== Atividades ==
1 > Diga se cada afirmação abaixo está de acordo com o trecho, respondendo sim ou não e citando literalmente as palavras do trecho que decidem a questão. (a) George se alistou logo que a guerra começou. (b) O apartamento de Lucy em Watford ficou intacto durante a guerra. (c) George foi feito prisioneiro na Itália.
2 > Cite, sem qualquer alteração, a parte do trecho que começa com as palavras "Para Lucy a" e termina com "não tão solidários.".

== Trecho selecionado ==
:::::

No devido tempo estourou a Segunda Guerra Mundial - a guerra para acabar com uma paz durável. George alistou-se imediatamente. Sendo um homem inteligente e apaixonado, podia ver a diferença entre uma Alemanha que não era muito pior que a Inglaterra e uma Alemanha demoníaca. Com cinquenta anos reconhecia no hitlerismo um inimigo, não só do coração, mas também do intelecto e das artes. Descobriu que gostava de lutar e estava faminto pela falta de luta e descobriu também que longe da mulher não permaneceu casto.
Para Lucy a guerra foi menos variada. Deu algumas aulas de músicas e tocou um pouco de Beethoven no rádio, o que não era proibido na época, mas o pequeno apartamento em Watford, onde estava tentando segurar as pontas até a volta de George, foi bombardeado, a perda de seus bens e lembranças foi completa, e a mesma coisa aconteceu com sua filha casada, que morava em Nuneeaton.
Na frente de batalha, George chegou ao posto de cabo, foi ferido, feito prisioneiro na África e levado para as prisões de Mussolini na Itália, onde encontrou alguns italianos tão solidários como nos seus tempos de turista e outros não tão solidários.
Quando a Itália foi derrotada, George foi levado, em meio ao caos, para o norte, na direção de Florença. A cidade amada estava diferente mas não irreconhecível. A Ponta Trinitá fora destruída, as duas extremidades da ponte Vecchio estavam instransitáveis, mas a Piazza Signoria, onde certa vez houvera um assassinato, sobrevivia ainda. Bem como o distrito onde a Pensão Bertolini florescia antes - nada destruído.

:::::

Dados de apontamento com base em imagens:

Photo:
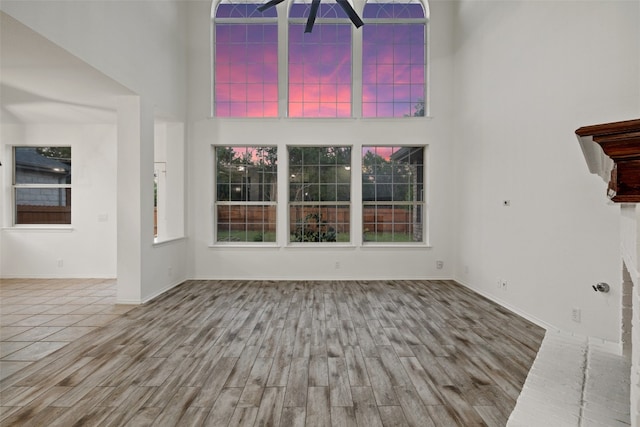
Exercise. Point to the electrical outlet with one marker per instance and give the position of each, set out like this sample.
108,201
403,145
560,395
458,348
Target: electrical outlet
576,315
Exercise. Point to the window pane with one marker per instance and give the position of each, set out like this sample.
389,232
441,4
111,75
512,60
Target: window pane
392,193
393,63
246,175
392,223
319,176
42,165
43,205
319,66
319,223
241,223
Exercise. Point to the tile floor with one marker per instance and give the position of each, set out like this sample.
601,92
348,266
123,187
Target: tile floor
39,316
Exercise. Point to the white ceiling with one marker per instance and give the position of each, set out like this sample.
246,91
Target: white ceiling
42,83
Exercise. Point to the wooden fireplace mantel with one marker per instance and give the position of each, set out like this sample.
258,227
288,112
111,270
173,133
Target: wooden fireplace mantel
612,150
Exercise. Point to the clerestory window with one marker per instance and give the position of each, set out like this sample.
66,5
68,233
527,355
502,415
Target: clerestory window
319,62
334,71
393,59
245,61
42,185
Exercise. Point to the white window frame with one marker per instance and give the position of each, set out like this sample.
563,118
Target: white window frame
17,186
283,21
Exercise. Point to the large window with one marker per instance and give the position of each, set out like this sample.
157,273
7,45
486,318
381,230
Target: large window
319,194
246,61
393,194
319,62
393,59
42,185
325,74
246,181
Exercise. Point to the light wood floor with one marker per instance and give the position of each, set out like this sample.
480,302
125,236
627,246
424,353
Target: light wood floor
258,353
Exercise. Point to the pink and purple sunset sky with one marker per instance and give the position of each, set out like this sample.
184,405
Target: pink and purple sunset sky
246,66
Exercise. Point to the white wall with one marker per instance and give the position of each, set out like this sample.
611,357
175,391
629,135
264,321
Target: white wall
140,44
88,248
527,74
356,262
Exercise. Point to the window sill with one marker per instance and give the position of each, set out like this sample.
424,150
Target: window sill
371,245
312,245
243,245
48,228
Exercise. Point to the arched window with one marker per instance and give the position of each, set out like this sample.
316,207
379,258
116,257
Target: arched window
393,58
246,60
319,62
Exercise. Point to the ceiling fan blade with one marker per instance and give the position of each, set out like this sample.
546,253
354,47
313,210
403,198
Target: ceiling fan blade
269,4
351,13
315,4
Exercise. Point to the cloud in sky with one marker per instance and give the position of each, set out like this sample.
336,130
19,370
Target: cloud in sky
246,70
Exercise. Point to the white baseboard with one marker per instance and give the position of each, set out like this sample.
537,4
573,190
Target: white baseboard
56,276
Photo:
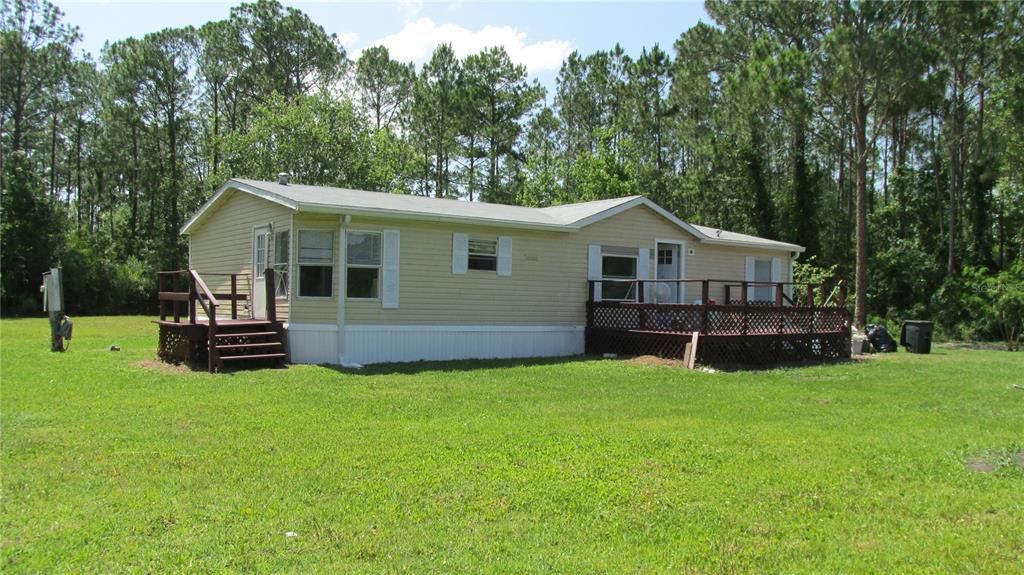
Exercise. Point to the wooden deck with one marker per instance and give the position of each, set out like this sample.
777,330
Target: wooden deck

:::::

== Respostas numeradas ==
1 >
(a) Sim: "George alistou-se imediatamente."
(b) Não: "o pequeno apartamento em Watford, onde estava tentando segurar as pontas até a volta de George, foi bombardeado"
(c) Não: "feito prisioneiro na África e levado para as prisões de Mussolini na Itália"

2 >
Para Lucy a guerra foi menos variada. Deu algumas aulas de músicas e tocou um pouco de Beethoven no rádio, o que não era proibido na época, mas o pequeno apartamento em Watford, onde estava tentando segurar as pontas até a volta de George, foi bombardeado, a perda de seus bens e lembranças foi completa, e a mesma coisa aconteceu com sua filha casada, que morava em Nuneeaton.
Na frente de batalha, George chegou ao posto de cabo, foi ferido, feito prisioneiro na África e levado para as prisões de Mussolini na Itália, onde encontrou alguns italianos tão solidários como nos seus tempos de turista e outros não tão solidários.